===== Listed entries

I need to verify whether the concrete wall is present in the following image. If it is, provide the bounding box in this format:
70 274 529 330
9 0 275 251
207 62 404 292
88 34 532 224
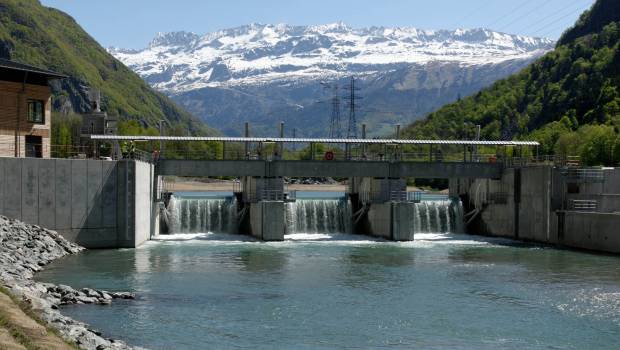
364 202 414 241
558 212 620 253
249 201 285 241
468 167 620 253
0 158 153 248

==========

Reproduce the entire listing above word for word, leaving out the picture.

I need to verify whether the concrete wall is present in the following image. If it is, provide the bounding box in this format:
70 274 529 330
9 0 275 251
207 62 404 292
88 34 532 224
364 202 414 241
558 212 620 253
249 201 285 241
468 167 620 253
0 158 153 248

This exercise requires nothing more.